* What the task asks:
Please pull out every line of the material that contains the word "dark" and copy each one.

* Dataset extract:
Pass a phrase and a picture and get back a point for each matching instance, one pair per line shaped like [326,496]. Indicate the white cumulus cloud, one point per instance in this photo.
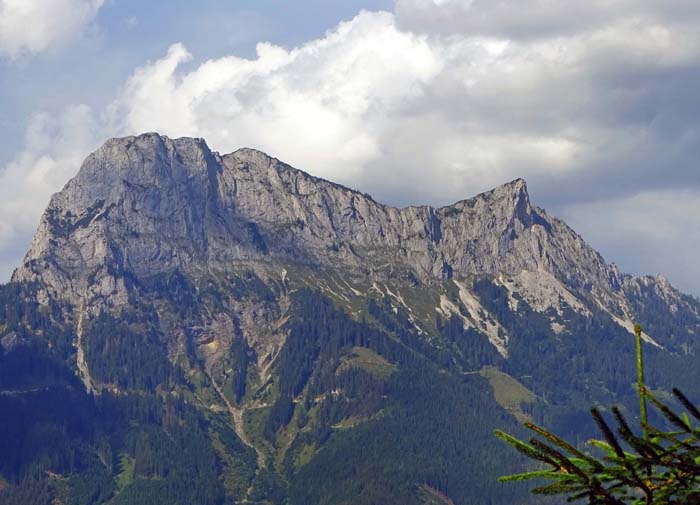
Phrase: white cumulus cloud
[593,104]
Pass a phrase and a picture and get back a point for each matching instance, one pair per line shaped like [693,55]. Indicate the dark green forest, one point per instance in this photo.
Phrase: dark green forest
[364,410]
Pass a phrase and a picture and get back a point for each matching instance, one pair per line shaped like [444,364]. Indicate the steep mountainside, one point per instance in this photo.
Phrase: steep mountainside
[228,329]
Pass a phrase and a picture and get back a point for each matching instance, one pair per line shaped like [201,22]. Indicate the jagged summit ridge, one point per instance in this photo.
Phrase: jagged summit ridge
[149,204]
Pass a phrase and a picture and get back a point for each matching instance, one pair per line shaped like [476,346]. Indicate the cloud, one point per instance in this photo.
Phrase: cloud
[593,102]
[35,26]
[321,106]
[379,104]
[654,231]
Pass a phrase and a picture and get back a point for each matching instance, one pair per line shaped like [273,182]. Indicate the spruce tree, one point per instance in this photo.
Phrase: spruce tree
[654,465]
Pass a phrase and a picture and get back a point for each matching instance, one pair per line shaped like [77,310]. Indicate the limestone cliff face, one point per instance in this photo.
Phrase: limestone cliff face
[145,205]
[149,204]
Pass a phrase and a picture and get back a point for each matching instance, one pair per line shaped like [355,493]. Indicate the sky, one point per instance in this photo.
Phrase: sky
[593,102]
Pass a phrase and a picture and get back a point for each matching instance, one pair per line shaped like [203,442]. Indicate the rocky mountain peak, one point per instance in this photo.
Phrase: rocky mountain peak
[148,204]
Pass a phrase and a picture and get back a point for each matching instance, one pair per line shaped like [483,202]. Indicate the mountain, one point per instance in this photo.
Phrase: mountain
[190,327]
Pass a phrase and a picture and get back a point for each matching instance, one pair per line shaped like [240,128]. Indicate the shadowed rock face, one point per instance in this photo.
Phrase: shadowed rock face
[150,204]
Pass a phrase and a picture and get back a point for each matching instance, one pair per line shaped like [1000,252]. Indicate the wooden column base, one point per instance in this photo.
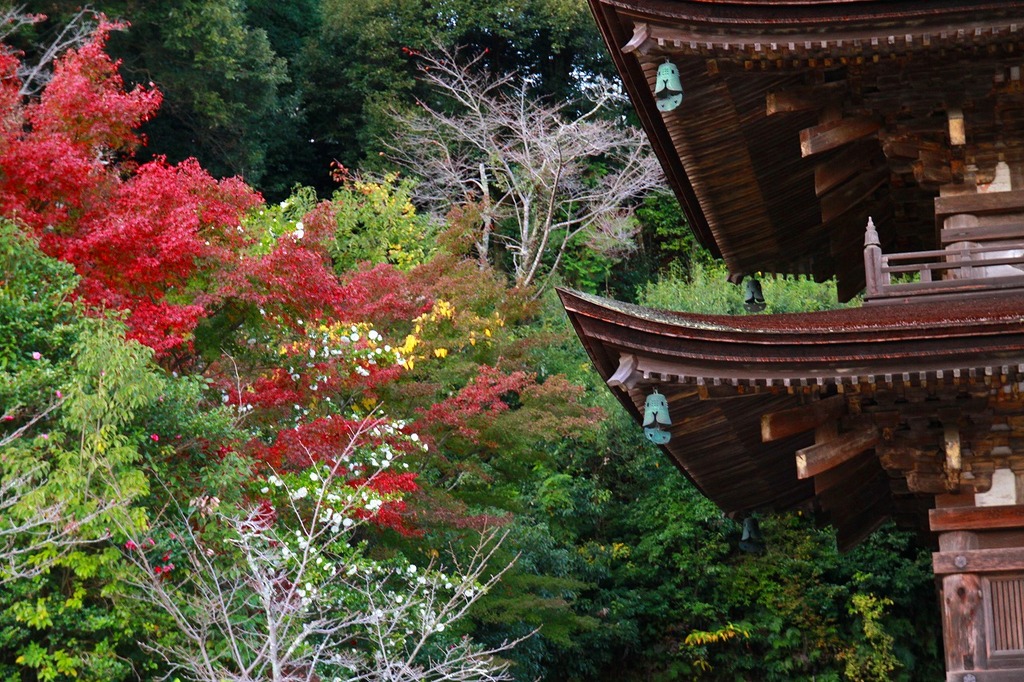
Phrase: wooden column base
[981,566]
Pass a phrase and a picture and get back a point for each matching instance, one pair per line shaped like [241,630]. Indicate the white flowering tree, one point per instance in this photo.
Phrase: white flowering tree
[282,589]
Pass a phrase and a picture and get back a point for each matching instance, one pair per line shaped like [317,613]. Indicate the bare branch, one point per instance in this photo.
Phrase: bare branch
[556,176]
[286,594]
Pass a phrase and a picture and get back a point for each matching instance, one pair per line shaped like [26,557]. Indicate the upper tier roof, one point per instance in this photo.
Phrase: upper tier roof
[800,120]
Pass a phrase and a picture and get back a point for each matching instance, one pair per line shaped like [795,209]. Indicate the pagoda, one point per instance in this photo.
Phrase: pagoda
[881,143]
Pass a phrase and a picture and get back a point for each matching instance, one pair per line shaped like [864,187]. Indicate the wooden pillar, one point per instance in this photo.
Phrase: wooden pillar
[980,563]
[963,619]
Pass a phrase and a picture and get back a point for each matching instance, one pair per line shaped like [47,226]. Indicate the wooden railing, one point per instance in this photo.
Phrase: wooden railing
[976,256]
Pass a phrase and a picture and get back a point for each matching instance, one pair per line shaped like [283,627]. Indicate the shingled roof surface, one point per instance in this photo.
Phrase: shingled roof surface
[756,185]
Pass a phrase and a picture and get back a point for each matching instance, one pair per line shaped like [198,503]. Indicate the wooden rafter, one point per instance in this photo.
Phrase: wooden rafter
[835,134]
[790,422]
[835,451]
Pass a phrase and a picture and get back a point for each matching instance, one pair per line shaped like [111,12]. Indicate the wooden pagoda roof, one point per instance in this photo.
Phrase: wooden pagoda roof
[802,119]
[745,393]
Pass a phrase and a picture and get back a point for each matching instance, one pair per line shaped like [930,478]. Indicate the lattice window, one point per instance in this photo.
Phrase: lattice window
[1008,613]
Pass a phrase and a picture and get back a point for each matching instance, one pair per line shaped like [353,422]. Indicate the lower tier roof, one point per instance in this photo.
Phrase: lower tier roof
[909,374]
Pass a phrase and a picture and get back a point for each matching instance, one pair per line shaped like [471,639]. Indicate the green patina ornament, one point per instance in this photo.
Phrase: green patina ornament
[668,87]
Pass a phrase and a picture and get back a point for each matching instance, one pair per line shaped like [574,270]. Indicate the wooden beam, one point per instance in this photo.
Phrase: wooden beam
[953,465]
[835,134]
[846,476]
[775,425]
[852,194]
[978,561]
[985,204]
[823,456]
[641,32]
[977,518]
[804,99]
[957,131]
[846,164]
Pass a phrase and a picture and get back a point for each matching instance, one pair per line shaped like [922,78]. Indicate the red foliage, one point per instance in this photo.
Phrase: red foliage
[478,403]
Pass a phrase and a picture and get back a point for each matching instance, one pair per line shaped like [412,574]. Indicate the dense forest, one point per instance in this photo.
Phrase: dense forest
[286,394]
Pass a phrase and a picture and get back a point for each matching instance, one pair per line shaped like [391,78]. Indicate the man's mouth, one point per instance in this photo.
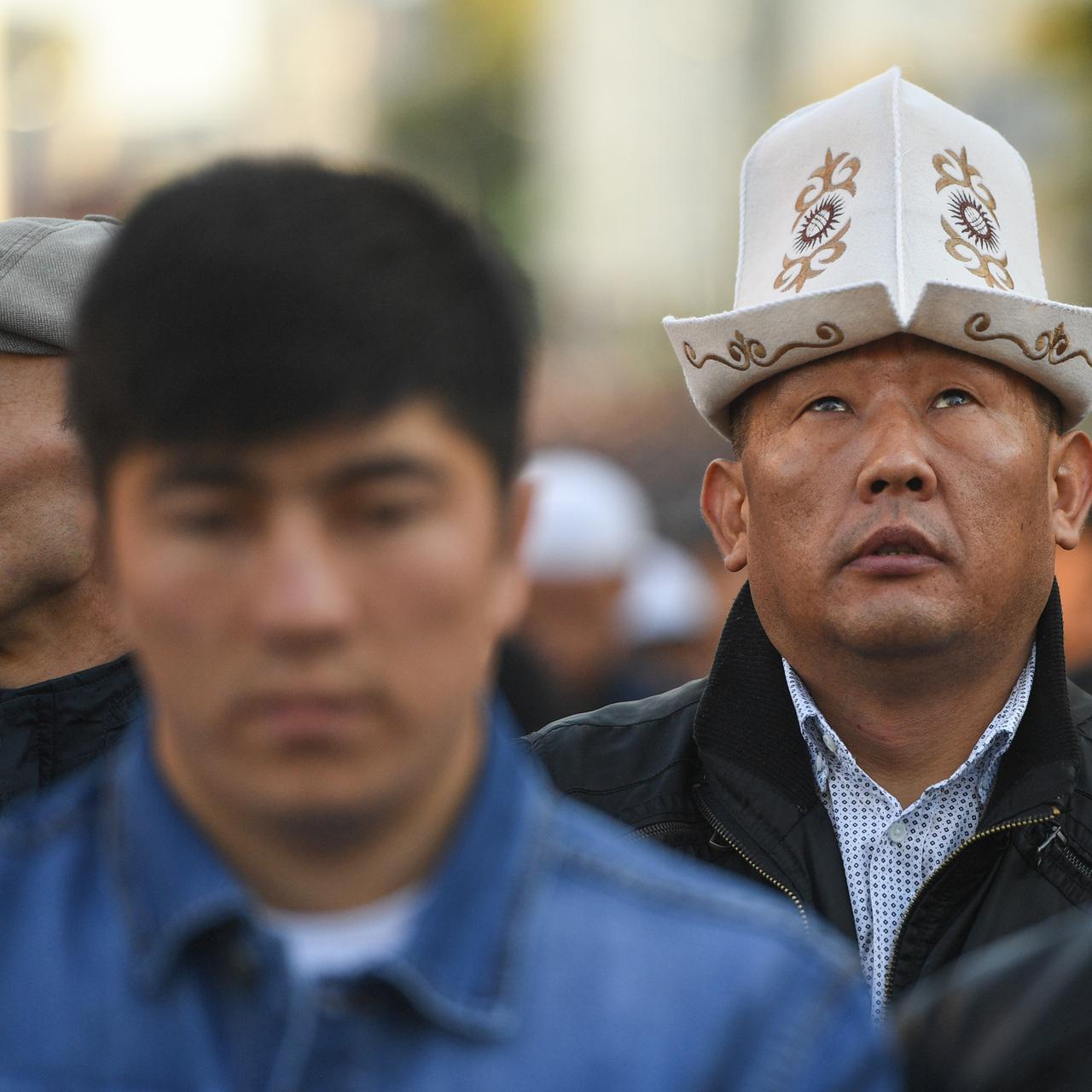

* Result of this exercise:
Pass a phrase and a picture and get back a point for each matching instance, one pair per line shaped like [693,55]. Indicate the dark green forest, one point per instance in this photo.
Phrase: dark green forest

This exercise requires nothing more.